----- EXTRACT PROVIDED

Re: [DISCUSS] FLIP-23 Model Serving

Fabian Hueske Tue, 30 Jan 2018 15:08:44 -0800

OK, I think there was plenty of time to comment on this FLIP.
I'll move it to the ACCEPTED status.


@Stavros, please consider the feedback regarding the metrics.
I agree with Chesnay that metrics should be primarily exposed via the
metrics system.
Storing them in state makes them fault-tolerant and queryable if the state
is properly configured.

Thanks,
Fabian

2018-01-22 17:19 GMT+01:00 Chesnay Schepler <ches...@apache.org>:

> I'm currently looking over it, but one thing that stood out was that the
> FLIP proposes to use queryable state
> as a monitoring solution. Given that we have a metric system that
> integrates with plenty of commonly used
> metric backends this doesn't really make sense to me.
>
> Storing them in state still has value in terms of fault-tolerance though,
> since this is something that the metric
> system doesn't provide by itself.
>
>
> On 18.01.2018 13:57, Fabian Hueske wrote:
>
>> Are there any more comments on the FLIP?
>>
>> Otherwise, I'd suggest to move the FLIP to the accepted FLIPs [1] and
>> continue with the implementation.
>>
>> Also, is there a committer who'd like to shepherd the FLIP and review the
>> corresponding PRs?
>> Of course, everybody is welcome to review the code but we need at least
>> one
>> committer who will eventually merge the changes.
>>
>> Best,
>> Fabian
>>
>> [1]
>> https://cwiki.apache.org/confluence/display/FLINK/Flink+
>> Improvement+Proposals
>>
>> 2017-12-04 10:54 GMT+01:00 Fabian Hueske <fhue...@gmail.com>:
>>
>> Hi,
>>>
>>> Sorry for the late follow up.

----------

* _SET EXERCISE A_
In the FLIP-23 thread, what status does Fabian say he will move the FLIP to?
* _SET EXERCISE B_
List every date that appears in the FLIP-23 thread.
The rows after this are separate material with no link to the FLIP-23 thread.

----- ROWS

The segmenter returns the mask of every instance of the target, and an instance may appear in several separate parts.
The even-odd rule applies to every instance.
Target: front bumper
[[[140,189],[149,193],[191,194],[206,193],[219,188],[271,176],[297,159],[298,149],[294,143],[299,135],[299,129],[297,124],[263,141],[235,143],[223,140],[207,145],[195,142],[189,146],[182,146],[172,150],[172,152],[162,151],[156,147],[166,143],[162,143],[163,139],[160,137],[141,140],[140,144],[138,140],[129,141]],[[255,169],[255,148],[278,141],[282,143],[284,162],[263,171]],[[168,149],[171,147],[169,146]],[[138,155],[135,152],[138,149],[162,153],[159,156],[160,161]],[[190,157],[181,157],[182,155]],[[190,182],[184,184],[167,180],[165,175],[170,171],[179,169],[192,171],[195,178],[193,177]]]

----------
----- ROWS

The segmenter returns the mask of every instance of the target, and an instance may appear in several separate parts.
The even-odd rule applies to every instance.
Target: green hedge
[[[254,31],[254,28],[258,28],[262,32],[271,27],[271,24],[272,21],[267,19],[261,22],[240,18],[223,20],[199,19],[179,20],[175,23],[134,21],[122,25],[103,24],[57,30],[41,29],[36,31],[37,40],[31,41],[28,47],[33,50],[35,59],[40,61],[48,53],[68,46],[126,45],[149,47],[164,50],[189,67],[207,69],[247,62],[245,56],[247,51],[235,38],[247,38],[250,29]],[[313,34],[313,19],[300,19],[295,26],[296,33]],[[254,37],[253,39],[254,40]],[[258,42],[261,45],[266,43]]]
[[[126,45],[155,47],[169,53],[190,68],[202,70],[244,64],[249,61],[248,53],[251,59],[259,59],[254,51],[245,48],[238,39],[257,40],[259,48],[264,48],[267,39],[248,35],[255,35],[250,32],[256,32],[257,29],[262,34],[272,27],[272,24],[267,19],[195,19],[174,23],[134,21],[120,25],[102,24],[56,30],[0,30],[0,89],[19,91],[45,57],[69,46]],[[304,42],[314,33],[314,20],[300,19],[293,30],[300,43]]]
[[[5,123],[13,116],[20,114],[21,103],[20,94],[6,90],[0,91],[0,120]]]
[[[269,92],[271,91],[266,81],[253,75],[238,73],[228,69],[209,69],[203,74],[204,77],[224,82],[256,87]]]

----------

* _PROBLEM SOLUTION A_
The ACCEPTED status.

* _PROBLEM SOLUTION B_
Tue, 30 Jan 2018
2018-01-22
18.01.2018
2017-12-04